Task objective: Report each line of the entries below that contains the string "city", copying the line in full. Only matches with the same capitalization count.

Listing:
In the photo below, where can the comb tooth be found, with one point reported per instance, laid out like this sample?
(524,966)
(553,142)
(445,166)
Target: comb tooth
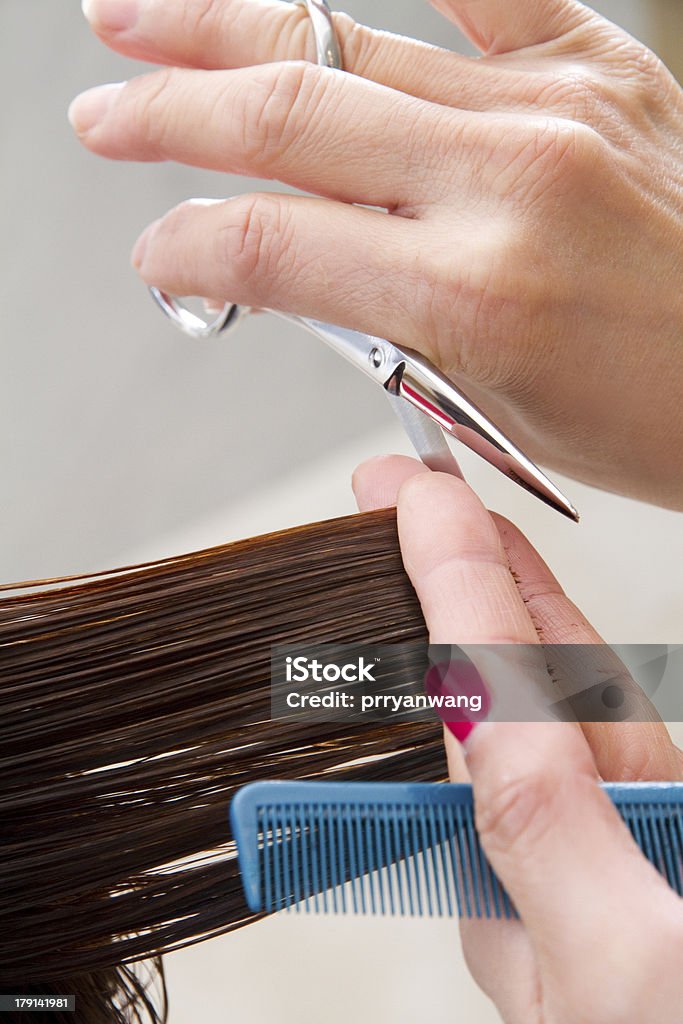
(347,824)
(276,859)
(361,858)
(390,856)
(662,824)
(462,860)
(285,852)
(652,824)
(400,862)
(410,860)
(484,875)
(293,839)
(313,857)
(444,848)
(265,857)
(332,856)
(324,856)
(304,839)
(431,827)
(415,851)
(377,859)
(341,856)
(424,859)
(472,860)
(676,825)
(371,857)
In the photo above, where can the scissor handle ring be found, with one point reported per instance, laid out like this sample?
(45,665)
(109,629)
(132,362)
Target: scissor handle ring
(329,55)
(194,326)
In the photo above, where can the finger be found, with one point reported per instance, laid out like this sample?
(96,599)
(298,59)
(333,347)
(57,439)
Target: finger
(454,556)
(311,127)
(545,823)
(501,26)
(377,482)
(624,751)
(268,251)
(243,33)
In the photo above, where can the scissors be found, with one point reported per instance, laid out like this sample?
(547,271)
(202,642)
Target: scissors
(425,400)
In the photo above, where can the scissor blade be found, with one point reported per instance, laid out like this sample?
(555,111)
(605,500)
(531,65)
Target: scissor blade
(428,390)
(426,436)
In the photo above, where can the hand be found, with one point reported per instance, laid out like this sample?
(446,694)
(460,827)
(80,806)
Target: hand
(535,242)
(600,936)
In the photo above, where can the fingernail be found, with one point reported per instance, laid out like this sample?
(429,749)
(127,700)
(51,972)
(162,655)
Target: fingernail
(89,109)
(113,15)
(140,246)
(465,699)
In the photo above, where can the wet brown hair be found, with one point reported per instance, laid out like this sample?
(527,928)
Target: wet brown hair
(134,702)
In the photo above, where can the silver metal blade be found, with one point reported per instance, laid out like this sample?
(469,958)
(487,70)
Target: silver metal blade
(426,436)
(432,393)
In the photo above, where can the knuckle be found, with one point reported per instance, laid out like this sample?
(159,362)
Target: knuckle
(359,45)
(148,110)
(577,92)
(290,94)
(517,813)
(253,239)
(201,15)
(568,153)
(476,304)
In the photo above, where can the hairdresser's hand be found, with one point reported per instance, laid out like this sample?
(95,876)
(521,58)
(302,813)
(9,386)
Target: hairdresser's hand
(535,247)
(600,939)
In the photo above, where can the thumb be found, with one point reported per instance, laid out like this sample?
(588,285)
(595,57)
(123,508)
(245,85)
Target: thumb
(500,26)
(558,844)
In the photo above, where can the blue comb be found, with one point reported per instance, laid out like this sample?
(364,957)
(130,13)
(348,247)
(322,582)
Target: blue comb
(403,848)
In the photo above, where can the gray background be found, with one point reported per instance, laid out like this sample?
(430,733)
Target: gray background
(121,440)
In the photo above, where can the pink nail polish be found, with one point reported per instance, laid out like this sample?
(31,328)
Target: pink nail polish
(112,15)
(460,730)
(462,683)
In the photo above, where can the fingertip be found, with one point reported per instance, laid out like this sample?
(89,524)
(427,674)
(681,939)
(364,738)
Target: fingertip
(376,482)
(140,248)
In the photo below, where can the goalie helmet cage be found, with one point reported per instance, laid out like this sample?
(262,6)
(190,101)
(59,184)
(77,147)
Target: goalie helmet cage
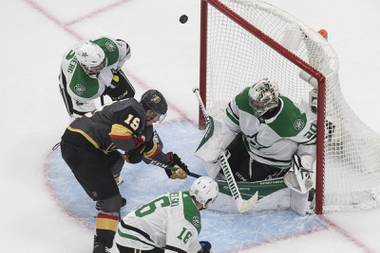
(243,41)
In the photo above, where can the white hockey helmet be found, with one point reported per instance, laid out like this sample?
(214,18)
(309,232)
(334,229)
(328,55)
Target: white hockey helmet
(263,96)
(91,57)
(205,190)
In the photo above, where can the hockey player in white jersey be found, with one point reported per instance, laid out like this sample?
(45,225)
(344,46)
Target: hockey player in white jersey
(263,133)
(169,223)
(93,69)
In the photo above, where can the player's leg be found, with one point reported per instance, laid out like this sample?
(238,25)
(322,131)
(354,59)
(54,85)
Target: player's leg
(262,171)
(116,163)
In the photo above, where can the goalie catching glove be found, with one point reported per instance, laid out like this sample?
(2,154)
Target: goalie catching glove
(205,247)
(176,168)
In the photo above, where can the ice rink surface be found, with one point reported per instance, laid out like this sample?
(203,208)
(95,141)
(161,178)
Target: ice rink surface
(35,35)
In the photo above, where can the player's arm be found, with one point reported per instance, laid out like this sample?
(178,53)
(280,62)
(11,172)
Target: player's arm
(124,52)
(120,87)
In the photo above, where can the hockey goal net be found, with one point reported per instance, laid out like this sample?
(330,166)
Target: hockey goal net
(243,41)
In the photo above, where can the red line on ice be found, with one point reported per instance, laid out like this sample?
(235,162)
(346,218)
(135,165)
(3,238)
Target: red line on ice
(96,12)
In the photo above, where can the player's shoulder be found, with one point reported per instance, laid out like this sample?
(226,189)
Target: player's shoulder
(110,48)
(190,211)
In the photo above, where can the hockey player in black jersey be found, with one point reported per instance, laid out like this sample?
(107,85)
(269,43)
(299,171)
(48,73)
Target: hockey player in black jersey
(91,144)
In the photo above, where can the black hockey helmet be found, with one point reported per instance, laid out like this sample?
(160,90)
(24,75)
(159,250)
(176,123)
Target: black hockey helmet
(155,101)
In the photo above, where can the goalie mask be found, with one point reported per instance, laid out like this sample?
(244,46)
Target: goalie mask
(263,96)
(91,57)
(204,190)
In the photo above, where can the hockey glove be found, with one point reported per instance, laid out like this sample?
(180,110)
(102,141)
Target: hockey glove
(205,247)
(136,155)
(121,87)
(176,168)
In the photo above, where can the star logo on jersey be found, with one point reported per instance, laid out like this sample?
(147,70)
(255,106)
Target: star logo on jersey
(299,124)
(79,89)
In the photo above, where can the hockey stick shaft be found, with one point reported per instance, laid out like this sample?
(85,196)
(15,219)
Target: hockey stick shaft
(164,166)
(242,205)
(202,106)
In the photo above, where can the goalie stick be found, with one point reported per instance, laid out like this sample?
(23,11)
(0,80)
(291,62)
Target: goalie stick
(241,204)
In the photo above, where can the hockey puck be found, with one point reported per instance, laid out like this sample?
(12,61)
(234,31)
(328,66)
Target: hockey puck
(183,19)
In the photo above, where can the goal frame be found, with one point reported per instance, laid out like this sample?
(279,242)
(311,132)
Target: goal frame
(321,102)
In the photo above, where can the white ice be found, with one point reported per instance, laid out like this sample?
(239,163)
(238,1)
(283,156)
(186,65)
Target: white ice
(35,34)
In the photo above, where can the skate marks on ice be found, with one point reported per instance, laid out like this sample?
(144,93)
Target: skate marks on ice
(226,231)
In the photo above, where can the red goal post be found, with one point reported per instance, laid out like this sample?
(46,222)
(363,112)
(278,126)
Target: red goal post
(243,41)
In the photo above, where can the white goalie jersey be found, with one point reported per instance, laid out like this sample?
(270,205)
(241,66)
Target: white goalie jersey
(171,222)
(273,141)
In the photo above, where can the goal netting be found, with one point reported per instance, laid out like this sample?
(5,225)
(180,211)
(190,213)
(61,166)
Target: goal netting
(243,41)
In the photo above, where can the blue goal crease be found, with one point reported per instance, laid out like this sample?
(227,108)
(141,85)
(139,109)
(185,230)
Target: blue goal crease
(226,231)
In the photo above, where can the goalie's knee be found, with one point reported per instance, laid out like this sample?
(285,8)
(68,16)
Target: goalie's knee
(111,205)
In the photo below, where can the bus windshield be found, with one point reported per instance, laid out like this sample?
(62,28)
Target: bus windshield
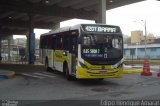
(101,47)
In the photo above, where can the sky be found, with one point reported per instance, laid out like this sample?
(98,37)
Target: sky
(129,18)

==

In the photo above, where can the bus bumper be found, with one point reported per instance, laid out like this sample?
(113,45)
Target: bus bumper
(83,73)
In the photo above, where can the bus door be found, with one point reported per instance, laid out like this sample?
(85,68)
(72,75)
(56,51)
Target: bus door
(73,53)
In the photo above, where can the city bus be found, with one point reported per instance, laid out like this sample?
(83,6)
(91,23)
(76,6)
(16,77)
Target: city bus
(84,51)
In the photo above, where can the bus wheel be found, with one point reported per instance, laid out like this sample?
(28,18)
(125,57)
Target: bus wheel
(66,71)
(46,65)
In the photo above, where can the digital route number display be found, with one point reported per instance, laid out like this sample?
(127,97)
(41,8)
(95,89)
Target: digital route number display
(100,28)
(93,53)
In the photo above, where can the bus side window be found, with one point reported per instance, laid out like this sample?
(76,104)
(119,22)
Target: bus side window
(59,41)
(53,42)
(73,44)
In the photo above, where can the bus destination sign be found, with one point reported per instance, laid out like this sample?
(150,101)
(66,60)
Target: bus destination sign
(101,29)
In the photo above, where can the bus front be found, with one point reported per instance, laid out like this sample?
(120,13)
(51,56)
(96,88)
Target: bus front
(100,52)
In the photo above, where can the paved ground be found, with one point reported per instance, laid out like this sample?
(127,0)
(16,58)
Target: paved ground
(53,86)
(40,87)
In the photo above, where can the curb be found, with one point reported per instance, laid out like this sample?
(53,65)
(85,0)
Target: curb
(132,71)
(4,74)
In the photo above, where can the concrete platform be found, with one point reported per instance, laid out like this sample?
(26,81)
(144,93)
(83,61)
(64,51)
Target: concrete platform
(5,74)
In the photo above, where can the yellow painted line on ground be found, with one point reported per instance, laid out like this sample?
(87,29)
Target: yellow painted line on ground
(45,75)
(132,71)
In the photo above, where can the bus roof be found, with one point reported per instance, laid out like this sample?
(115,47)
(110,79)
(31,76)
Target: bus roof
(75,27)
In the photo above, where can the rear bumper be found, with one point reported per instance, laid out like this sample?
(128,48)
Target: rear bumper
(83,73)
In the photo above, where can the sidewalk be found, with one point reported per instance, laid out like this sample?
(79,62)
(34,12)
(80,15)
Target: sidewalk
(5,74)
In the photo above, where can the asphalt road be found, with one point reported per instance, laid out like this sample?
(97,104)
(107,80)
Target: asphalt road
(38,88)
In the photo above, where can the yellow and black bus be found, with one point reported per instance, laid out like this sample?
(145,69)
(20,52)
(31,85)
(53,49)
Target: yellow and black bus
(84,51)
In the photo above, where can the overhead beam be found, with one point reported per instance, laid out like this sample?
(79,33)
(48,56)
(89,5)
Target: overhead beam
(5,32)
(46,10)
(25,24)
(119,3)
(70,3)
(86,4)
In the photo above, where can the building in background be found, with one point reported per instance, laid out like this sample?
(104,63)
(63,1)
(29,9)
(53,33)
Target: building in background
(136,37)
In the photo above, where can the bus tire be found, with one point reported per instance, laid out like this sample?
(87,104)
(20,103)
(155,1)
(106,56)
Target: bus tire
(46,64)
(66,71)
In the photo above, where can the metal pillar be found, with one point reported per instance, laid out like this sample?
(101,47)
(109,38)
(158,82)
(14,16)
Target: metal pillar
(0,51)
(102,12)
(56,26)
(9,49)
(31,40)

---

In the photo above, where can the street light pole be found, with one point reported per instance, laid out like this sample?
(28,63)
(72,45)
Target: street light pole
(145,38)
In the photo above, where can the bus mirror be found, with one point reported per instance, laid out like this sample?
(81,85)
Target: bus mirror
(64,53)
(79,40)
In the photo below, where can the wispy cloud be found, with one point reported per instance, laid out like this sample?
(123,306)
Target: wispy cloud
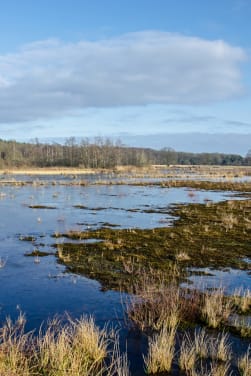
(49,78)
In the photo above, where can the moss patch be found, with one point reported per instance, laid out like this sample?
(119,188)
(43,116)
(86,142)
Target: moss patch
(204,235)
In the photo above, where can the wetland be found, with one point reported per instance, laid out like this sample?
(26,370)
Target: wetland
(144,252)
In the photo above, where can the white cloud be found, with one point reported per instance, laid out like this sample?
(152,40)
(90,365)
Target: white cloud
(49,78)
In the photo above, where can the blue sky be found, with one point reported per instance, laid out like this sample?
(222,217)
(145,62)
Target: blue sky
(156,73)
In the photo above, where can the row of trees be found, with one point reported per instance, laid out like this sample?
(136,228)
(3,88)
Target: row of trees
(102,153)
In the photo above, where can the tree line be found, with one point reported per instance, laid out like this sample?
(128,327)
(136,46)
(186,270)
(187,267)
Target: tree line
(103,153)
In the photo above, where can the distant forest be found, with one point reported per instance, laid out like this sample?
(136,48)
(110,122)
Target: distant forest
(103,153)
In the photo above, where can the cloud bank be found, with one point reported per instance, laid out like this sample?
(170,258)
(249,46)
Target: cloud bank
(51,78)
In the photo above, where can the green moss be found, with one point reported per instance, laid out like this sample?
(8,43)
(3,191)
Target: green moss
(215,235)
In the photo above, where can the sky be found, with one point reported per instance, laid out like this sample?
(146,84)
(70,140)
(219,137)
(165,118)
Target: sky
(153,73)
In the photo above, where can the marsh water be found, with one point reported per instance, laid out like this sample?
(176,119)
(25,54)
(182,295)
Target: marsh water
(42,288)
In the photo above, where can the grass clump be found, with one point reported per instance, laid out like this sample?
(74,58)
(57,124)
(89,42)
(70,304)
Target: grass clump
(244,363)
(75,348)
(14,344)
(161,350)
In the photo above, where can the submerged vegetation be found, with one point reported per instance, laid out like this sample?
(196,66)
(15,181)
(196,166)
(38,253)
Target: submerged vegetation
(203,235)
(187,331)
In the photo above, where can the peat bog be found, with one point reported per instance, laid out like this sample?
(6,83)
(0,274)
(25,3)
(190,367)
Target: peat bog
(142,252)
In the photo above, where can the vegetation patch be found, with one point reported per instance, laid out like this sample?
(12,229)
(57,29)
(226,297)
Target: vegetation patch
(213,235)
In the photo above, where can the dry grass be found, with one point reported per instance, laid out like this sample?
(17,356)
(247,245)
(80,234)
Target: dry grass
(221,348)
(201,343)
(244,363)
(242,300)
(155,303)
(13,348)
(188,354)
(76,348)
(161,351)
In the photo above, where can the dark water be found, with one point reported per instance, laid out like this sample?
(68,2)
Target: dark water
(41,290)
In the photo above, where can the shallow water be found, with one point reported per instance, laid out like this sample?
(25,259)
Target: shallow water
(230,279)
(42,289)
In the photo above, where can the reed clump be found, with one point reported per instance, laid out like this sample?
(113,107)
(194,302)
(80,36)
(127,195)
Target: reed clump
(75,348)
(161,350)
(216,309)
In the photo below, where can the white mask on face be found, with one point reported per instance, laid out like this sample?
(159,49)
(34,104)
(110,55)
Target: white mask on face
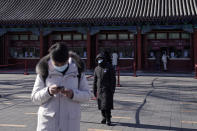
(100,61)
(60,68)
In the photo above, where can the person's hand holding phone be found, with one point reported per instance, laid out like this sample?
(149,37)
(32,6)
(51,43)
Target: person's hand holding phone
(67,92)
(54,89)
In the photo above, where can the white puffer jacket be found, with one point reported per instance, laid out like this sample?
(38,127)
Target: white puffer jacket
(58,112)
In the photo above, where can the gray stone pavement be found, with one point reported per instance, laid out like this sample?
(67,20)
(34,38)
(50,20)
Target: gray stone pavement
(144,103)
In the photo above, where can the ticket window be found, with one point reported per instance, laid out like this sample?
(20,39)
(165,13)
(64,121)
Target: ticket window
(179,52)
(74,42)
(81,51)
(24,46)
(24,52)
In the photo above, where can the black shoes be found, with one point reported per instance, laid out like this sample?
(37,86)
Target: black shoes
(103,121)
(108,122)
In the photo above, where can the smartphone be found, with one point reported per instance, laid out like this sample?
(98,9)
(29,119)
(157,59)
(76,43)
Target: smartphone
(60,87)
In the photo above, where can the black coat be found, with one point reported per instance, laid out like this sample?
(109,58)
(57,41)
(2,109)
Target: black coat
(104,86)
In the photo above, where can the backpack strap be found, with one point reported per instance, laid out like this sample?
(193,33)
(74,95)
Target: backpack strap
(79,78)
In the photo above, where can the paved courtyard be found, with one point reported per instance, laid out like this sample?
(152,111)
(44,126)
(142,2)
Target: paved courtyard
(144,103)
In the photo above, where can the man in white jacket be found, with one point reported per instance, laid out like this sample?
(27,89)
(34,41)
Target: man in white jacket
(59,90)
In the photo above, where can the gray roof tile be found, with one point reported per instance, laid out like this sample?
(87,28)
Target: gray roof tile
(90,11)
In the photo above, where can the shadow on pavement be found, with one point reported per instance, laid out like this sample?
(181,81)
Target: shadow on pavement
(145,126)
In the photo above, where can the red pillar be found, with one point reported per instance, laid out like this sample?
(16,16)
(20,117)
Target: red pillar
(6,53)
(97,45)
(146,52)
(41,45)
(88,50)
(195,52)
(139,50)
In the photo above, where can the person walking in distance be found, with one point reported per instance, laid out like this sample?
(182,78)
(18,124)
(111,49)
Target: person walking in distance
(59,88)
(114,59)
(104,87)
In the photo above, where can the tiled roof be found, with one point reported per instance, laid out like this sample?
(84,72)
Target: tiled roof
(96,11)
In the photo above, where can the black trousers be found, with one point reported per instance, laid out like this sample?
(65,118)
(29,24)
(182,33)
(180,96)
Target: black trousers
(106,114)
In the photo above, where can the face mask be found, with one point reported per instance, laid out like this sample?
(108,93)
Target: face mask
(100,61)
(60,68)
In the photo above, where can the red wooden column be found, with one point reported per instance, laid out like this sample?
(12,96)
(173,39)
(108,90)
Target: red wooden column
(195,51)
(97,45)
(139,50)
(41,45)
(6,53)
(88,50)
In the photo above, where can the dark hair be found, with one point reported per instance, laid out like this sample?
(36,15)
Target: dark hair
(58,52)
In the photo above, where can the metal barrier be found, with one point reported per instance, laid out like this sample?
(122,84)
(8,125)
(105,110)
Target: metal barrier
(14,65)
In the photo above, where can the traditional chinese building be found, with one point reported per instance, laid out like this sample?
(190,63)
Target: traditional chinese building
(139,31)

Solution below:
In the photo above, where can the city bus be found, with one point reported per instance, laid out like this sample?
Target: city bus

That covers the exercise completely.